[Outline labeling records]
* * * *
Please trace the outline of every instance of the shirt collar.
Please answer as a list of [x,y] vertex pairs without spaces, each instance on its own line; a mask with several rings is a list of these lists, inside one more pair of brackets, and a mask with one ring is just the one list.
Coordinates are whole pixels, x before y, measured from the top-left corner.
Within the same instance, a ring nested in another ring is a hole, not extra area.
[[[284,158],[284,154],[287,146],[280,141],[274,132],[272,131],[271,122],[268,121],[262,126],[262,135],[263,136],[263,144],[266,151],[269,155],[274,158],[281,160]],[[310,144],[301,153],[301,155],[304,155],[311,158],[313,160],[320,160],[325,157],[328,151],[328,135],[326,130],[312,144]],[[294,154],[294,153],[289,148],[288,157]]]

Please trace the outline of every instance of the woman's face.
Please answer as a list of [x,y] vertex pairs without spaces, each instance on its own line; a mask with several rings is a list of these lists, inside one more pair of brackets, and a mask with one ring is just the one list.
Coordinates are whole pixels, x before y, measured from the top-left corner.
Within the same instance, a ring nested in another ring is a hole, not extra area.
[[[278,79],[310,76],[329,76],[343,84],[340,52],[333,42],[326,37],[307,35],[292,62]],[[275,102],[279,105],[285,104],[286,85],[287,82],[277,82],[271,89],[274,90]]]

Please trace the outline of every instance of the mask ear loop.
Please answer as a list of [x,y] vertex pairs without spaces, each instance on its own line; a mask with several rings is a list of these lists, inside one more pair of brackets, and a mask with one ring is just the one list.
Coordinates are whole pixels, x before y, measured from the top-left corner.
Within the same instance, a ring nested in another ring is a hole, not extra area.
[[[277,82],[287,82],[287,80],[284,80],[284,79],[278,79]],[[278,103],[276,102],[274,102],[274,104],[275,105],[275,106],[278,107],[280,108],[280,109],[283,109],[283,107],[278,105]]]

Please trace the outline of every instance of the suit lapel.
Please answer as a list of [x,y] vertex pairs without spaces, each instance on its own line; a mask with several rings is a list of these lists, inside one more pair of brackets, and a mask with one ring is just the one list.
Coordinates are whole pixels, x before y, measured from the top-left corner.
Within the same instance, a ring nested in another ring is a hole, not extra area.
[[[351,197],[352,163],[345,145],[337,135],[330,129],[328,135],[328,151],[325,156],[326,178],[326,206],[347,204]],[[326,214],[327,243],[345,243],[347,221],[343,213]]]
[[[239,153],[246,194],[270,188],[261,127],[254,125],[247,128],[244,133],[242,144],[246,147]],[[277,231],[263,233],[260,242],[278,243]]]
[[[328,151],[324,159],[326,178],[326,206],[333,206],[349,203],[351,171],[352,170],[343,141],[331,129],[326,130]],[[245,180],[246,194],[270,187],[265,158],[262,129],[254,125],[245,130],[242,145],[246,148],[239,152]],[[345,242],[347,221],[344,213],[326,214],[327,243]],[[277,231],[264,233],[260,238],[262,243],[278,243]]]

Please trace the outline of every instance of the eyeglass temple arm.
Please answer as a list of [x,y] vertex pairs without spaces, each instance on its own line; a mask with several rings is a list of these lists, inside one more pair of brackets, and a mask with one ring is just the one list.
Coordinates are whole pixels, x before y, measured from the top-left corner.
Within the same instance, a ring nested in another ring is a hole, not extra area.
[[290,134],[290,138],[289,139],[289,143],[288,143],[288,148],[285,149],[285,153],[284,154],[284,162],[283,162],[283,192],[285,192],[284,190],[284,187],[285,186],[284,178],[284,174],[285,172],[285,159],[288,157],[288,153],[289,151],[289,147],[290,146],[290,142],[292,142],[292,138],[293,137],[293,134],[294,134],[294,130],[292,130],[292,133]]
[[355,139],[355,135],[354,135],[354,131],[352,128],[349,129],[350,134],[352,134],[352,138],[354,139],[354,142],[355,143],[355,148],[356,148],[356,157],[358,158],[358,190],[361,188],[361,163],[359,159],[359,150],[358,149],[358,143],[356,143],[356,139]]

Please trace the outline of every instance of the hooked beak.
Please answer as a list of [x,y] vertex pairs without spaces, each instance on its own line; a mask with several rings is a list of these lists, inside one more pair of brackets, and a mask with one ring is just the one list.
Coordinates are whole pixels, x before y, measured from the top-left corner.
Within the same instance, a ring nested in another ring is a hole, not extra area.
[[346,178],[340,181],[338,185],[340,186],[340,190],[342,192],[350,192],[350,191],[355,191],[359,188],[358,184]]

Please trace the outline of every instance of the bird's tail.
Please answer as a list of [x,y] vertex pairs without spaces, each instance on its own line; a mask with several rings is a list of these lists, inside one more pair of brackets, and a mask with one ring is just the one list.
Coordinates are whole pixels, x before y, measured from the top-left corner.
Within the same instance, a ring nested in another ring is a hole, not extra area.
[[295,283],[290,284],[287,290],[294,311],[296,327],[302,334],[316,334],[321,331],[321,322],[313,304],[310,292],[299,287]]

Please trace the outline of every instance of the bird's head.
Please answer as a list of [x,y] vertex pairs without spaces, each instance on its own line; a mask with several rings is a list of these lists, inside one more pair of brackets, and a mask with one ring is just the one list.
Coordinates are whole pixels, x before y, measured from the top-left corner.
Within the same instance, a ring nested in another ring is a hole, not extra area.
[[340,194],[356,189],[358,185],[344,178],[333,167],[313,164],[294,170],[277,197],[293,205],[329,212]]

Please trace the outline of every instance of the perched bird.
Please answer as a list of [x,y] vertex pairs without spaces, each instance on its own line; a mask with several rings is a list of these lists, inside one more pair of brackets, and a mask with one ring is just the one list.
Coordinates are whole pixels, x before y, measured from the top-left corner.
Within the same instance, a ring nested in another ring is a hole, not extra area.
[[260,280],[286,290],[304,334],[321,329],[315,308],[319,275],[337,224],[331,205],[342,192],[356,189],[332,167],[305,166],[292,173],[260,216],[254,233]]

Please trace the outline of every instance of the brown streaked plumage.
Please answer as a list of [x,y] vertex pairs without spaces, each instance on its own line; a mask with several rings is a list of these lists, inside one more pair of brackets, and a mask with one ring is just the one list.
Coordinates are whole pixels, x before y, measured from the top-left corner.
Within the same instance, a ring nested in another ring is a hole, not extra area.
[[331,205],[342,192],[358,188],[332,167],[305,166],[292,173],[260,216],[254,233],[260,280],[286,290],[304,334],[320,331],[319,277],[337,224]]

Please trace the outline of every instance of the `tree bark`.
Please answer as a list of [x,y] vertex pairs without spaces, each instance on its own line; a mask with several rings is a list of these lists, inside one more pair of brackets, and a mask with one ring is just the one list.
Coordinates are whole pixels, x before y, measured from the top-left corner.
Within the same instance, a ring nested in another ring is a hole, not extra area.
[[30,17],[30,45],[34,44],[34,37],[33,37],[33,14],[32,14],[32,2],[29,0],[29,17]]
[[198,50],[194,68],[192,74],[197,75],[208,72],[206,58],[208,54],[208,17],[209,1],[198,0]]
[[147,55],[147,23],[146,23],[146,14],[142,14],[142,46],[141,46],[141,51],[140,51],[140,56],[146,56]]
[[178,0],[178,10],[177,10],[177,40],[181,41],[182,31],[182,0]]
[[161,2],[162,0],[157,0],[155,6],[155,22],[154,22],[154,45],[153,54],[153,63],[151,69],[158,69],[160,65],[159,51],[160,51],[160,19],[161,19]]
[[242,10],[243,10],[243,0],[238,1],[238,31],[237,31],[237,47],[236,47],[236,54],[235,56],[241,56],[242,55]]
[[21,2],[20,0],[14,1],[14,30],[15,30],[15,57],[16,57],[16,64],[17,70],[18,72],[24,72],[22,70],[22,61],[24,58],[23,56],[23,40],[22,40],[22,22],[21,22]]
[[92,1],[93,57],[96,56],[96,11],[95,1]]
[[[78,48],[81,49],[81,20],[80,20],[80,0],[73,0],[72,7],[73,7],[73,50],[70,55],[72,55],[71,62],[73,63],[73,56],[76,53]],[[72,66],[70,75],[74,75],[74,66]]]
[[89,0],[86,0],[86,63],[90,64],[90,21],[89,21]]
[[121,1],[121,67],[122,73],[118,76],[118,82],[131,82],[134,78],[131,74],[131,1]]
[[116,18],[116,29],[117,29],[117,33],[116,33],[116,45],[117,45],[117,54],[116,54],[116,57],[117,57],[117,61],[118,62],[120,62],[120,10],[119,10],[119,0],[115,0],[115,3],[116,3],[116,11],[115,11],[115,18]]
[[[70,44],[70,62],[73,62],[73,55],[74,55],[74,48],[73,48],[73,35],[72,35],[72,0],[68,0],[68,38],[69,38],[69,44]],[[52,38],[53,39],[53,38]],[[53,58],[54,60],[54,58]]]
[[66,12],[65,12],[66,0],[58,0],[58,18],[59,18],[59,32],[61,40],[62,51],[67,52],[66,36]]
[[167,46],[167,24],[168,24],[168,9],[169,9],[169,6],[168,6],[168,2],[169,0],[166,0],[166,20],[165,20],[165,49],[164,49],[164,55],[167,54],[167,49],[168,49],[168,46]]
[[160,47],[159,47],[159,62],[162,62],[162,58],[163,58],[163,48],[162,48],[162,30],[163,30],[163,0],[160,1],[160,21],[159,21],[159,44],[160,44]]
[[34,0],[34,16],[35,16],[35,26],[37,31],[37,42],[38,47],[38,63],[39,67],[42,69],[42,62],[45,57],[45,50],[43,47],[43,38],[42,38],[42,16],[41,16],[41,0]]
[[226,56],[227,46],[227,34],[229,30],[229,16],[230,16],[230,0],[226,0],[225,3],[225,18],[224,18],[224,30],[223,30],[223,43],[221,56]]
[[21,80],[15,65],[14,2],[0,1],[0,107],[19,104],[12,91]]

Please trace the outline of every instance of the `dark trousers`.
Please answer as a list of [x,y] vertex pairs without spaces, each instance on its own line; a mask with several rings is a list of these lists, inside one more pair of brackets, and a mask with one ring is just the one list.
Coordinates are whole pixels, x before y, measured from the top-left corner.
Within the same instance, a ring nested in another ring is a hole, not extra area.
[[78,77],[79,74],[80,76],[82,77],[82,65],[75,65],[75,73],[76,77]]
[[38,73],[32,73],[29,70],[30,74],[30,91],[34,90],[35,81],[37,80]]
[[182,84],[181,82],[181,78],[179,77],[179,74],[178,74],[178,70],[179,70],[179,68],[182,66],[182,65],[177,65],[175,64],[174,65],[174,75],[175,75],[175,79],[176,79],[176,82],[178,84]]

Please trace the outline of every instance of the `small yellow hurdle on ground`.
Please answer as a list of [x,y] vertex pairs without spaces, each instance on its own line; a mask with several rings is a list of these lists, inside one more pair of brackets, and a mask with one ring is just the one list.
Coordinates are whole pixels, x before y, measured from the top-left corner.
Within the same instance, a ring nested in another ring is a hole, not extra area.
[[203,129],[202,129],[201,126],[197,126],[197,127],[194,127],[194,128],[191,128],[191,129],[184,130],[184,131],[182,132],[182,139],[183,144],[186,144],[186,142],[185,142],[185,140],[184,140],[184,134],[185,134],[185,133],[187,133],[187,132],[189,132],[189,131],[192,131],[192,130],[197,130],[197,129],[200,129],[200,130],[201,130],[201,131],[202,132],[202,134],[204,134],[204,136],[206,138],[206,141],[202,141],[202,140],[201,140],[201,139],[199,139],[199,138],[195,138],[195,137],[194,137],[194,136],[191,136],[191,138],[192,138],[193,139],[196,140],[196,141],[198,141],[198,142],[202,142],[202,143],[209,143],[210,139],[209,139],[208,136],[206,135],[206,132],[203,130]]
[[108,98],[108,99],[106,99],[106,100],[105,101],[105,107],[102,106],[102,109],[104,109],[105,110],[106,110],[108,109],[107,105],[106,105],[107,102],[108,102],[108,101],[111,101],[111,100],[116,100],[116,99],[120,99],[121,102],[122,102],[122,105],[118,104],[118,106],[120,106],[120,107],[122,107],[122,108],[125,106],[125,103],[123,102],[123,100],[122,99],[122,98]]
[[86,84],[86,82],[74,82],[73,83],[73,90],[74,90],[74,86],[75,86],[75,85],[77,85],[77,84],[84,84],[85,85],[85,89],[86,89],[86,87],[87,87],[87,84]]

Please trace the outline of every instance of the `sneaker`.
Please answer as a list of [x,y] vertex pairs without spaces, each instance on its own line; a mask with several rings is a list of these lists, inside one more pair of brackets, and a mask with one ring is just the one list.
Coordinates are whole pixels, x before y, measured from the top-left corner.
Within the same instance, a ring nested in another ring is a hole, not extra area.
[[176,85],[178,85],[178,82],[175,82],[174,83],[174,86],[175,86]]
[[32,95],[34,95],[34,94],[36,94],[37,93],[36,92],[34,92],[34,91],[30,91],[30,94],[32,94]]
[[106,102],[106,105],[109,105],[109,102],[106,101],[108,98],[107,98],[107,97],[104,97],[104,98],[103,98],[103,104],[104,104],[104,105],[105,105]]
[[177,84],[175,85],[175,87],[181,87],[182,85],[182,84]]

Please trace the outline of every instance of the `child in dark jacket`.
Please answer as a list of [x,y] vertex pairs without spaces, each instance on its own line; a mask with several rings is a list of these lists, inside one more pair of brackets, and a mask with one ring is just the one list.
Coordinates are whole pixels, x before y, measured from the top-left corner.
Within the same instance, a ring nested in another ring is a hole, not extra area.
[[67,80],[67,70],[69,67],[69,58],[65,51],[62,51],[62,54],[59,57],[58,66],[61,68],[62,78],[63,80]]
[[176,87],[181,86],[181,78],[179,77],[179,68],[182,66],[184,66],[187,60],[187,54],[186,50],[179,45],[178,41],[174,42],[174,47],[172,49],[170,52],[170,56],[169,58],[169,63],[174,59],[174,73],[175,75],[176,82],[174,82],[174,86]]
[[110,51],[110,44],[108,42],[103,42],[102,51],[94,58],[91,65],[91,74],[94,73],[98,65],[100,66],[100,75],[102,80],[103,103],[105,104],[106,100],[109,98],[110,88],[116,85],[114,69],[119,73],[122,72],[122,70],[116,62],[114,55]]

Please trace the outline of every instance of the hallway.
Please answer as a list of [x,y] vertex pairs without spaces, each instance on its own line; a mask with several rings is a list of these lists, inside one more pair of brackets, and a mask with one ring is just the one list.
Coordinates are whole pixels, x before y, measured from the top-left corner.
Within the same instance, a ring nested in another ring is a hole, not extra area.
* * * *
▶ **What you should do**: Repeat, without change, each line of the data above from the one that contains "Please trace the outline of every instance of the hallway." through the final line, counting both.

▶ **Complete response**:
Please trace the outline of every instance of the hallway.
Please answer as a list of [x,y] vertex pairs without spaces, each instance on its own line; a mask with several rings is a list of these lists, inside one more pair of brackets, and a mask with one ring is just the one list.
Coordinates are whole pixels, x before y, measured from the top-left corner.
Within the same instance, a ring nested in another ring is a hole, not extra area.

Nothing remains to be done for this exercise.